### MATERIAL PROVIDED

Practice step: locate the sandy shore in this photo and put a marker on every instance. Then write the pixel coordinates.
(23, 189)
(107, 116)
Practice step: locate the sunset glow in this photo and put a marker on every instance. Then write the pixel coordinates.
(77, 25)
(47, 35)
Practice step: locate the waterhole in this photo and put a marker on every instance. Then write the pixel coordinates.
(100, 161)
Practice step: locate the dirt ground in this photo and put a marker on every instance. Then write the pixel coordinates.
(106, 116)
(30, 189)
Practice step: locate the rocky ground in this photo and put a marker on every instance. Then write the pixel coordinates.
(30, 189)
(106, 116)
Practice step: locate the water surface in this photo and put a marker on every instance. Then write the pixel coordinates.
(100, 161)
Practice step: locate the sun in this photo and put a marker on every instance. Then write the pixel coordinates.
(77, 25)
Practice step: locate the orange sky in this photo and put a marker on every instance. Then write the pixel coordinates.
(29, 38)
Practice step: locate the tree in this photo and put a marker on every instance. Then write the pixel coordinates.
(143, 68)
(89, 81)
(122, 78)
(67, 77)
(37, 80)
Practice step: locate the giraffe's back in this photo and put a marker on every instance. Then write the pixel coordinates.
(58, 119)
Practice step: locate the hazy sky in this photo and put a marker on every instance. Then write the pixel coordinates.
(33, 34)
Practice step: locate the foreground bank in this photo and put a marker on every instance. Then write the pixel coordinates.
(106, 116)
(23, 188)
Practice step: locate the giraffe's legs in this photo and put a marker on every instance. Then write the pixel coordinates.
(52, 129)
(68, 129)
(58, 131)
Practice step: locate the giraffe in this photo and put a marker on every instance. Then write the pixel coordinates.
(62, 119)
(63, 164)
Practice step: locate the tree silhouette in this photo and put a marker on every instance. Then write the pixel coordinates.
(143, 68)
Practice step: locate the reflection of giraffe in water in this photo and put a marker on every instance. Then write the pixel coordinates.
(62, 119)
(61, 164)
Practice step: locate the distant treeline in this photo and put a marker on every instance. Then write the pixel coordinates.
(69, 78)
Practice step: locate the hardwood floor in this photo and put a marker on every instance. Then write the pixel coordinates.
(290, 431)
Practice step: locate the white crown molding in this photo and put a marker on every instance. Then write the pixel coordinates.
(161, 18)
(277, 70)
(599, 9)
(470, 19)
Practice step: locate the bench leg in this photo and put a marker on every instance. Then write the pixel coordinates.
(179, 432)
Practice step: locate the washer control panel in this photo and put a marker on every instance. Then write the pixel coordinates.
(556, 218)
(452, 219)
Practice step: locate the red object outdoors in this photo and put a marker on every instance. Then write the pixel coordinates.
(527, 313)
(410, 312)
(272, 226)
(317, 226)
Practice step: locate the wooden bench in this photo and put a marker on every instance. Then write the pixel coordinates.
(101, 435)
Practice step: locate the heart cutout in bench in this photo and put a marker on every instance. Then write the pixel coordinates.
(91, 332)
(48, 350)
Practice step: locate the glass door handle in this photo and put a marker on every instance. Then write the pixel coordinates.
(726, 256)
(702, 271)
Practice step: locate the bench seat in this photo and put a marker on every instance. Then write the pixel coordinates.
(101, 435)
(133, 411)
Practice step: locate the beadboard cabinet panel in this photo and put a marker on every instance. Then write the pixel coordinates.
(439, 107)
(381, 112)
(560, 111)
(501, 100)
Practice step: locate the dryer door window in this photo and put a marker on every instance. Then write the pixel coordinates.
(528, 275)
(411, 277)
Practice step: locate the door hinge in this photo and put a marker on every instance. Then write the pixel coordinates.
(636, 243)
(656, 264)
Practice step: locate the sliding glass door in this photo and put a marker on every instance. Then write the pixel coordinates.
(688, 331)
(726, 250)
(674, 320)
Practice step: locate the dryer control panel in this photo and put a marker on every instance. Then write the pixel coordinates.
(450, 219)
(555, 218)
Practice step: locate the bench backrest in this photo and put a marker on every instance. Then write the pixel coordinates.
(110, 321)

### DIRECTION
Nothing may be left out: return each entry exactly as it reads.

### RESPONSE TO THIS EXERCISE
Practice step: locate the sandy shore in this photo and put a marker on every instance. Then write the pixel coordinates.
(23, 189)
(107, 116)
Practice step: locate the sunset glow in this photo and put a marker on every instance. Then write the pixel coordinates.
(77, 25)
(47, 35)
Practice step: locate the waterhole in this photo and put a marker on every instance. Then write the pixel coordinates.
(100, 161)
Practice step: locate the dirt ground in this photo and put a marker on every instance. Then write the pixel coordinates.
(106, 116)
(30, 189)
Practice step: locate the rocky ground in this photo and put a marker on every instance. Then write the pixel coordinates.
(30, 189)
(106, 116)
Practice step: locate the water surface in this photo and put a marker on every instance. Then write the pixel coordinates.
(100, 161)
Practice step: locate the sun in this photo and put a marker on every instance. Then write the pixel coordinates.
(77, 25)
Practice step: locate the orange sky in this photo and put a marker on every instance. Then write the pixel coordinates.
(29, 38)
Practice step: locate the tree in this photo and put a marker on every instance. Then write the pixel coordinates.
(143, 68)
(89, 81)
(122, 78)
(67, 77)
(37, 80)
Practice step: locate the giraffe's back in this photo and put a marker on every instance. Then write the pixel coordinates.
(58, 119)
Practice step: locate the hazy sky in this photo and put a marker on every instance. Then write the pixel coordinates.
(33, 34)
Practice step: locate the foreground bank in this photo and put a marker on every instance. Then write the pixel coordinates.
(106, 116)
(23, 188)
Practice step: locate the giraffe's legs in this photo and put a marker on every instance. Then write the pixel coordinates.
(52, 129)
(68, 129)
(58, 131)
Practice step: locate the giraffe in this photo and put a marker on every instance. Then write the pixel coordinates.
(62, 119)
(63, 164)
Practice step: locate the tree silhouette in this photo and put a marker on every instance. Then write the pixel coordinates.
(143, 68)
Practice step: locate the reflection of giraffe in water in this photo and put a marker on every instance. Then write the pixel coordinates.
(62, 119)
(61, 164)
Practice step: locate the distant treeline in this photo and put a marker on every instance. Then write the pixel coordinates.
(69, 78)
Practice step: locate the hardwood floor in this photo and put a marker on every instance. Then write the pixel coordinates.
(290, 431)
Practice step: locate the white crown molding in this photo and put a marker on every instance. Then write the pixel coordinates.
(161, 18)
(277, 70)
(599, 9)
(470, 19)
Practice step: locate the bench leg in this photo and put a marker on every instance. Then write the pixel coordinates.
(179, 432)
Practice step: locate the washer control panel in this photo and put a marker on every instance. Then write the pixel coordinates.
(556, 218)
(452, 219)
Practice step: locate the red object outdoors in this photo and put a marker on every instance. Then write the pixel coordinates.
(527, 313)
(410, 312)
(272, 226)
(317, 226)
Practice step: locate the wooden bench in this photo and put a marker on every instance. Then write the pixel coordinates.
(101, 435)
Practice step: locate the heart cutout in bench in this photo and put a marker on every instance. Then write the pixel coordinates.
(91, 332)
(48, 350)
Practice step: locate the glass door handle in this photo and put a marker on every instance. Then write the pixel coordinates.
(726, 256)
(702, 271)
Practice step: locate the bench seat in this photo and put a marker on every instance. Then write the pixel coordinates.
(101, 435)
(133, 411)
Practice step: locate the beadboard cabinet panel in this photo and put a marker on every instance. Then write the pixel coordinates.
(439, 107)
(381, 112)
(560, 111)
(501, 100)
Practice step: locate the dryer door window in this photo and put a marker on every instance. Then write the pixel coordinates.
(528, 275)
(411, 277)
Practice step: locate the door hinge in this photo and put a marker on every instance. Then write the pixel coordinates.
(636, 243)
(656, 264)
Practice step: locate the sliding glass door in this photo and put a marker on every instance. Then write the pixel coordinates.
(688, 331)
(726, 250)
(674, 320)
Practice step: locate the dryer control panel in this photo and put a marker on every instance. Then write the pixel coordinates.
(450, 219)
(555, 218)
Practice step: locate the bench backrest in this photo and put a marker on every instance. Then write the pixel coordinates.
(110, 321)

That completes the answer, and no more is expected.